Petikan:
=====
Perempuan sedang menjadi isu paling panas. Di tengah upaya meningkatkan peran perempuan dalam politik, media disesaki oleh sensasi para perempuan di sekeliling tokoh politik yang terseret kasus korupsi. Kesan yang ditimbulkan seolah semua hal tentang perempuan adalah negatif.
Ini sebangun dengan komentar seorang politikus di media massa, keterlibatan perempuan dalam politik bisa positif, bisa negatif. Seolah keterlibatan pria sudah pasti positifnya. Sama sekali tidak sadar bahwa ia sedang berkomentar di tengah banjir berita politisi pria yang korupsi dan mempertontonkan ketidaksetiaan rumah tangga, mempermalukan keluarga, merendahkan martabat politisi, dan menghancurkan partainya sendiri. Politikus itu dari partai yang mengaku sangat memuliakan perempuan.
Upaya mendiskreditkan
Isu mengenai perempuan yang berhubungan dengan politik, meskipun hanya dalam pengertian sebatas berhubungan dengan tokoh politik, barangkali lebih tepat lagi sebagai korbannya saja, dapat berimbas langsung pada persoalan peran perempuan dalam politik.
Undang-Undang Nomor 8 Tahun 2012 yang mengatur tentang 30 persen kuota perempuan dalam pemilihan legislatif kembali dipersoalkan dengan berbagai cara. Ketentuan ini sudah tak bisa diubah lagi. Namun, upaya mendiskreditkan perempuan tak pernah berhenti. Dimulai dengan keluhan yang bersifat klasik. Sulit memenuhi kuota karena keterbatasan jumlah yang mau, yang mampu, yang dapat izin suami, hingga cara perempuan berkampanye yang dituding monoton dan tidak kreatif.
Dalam konteks ini, tidak pernah disinggung kewajiban partai yang seharusnya memiliki mekanisme dan kemampuan yang cukup untuk memenuhi tuntutan undang-undang. Partai harus berperan aktif dan mampu mempersiapkan kaum perempuannya sebesar semangat untuk memenangkan pemilu. Tanpa keluhan.
=====
Data yang Disediakan:
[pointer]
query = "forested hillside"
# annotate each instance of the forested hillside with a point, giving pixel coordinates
=====
Daftar Tugas:
• 1. Jawab pertanyaan berikut berdasarkan petikan tentang perempuan dalam politik:
(a) Apa komentar seorang politikus di media massa tentang keterlibatan perempuan dalam politik?
(b) Undang-undang mana yang mengatur kuota perempuan dalam pemilihan legislatif, dan berapa besar kuotanya?
(c) Apa yang menurut petikan itu tidak pernah disinggung dalam konteks keluhan soal kuota?
• 2. Tolong lanjutkan petikan tentang perempuan dalam politik, mulai setelah kalimat terakhirnya.
Data ini diambil dari sumber lain.

Jawaban yang Diharapkan:
• 1.
(a) Keterlibatan perempuan dalam politik bisa positif, bisa negatif.
(b) Undang-Undang Nomor 8 Tahun 2012, dengan kuota 30 persen.
(c) Kewajiban partai yang seharusnya memiliki mekanisme dan kemampuan yang cukup untuk memenuhi tuntutan undang-undang.

• 2.
Keluhan yang muncul lebih banyak mengesankan keengganan memenuhi aturan yang telah disepakati secara kolektif politik, di mana partai politik telah mengambil peran penuh dalam prosesnya, yang disebut undang-undang. Dengan kata lain, dapat digunakan kalimat masih ada partai yang terkesan terpaksa menerima kenyataan tak terhindarkannya peran signifikan perempuan dalam politik Indonesia.
Hanya satu dalam tiga
Pembahasan mengenai pentingnya kehadiran atau keterwakilan perempuan dalam politik (politics of presence) atau perimbangan jumlah penduduk dan kepentingan domestik kesejahteraan ibu, anak, dan keluarga serta peran ideal lainnya yang berimbas langsung pada pembangunan negara bangsa (politic of ideas), barangkali sudah cukup dibahas hingga tak perlu lagi meyakinkan orang mengenai pentingnya peran perempuan dalam politik lokal dan nasional.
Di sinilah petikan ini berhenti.